Input for this task:

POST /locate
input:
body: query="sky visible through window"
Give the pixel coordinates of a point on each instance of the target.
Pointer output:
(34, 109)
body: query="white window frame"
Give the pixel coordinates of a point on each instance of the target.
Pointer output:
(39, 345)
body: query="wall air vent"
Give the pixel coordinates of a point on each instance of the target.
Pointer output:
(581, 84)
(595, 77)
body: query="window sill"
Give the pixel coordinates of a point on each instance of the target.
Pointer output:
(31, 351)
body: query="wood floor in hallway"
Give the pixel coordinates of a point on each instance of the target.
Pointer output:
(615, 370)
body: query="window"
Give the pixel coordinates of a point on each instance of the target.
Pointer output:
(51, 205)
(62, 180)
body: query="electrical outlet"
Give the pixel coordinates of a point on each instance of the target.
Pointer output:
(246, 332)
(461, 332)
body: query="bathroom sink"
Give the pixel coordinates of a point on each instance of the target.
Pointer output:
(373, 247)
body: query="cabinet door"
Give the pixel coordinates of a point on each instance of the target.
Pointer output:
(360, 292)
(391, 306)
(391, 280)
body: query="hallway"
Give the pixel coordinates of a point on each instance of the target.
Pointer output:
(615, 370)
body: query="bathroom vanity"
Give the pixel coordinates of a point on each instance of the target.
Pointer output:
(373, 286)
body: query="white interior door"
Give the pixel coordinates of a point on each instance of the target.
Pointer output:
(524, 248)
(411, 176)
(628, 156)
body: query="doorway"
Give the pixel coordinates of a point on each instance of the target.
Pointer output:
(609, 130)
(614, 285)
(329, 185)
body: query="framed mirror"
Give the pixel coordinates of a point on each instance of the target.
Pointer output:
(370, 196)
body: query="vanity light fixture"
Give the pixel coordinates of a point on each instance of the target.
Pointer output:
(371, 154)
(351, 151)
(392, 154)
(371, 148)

Action item:
All lines that hold the word "bathroom" should be copied from the data.

Output:
body: query="bathroom sink"
body: query="bathroom vanity"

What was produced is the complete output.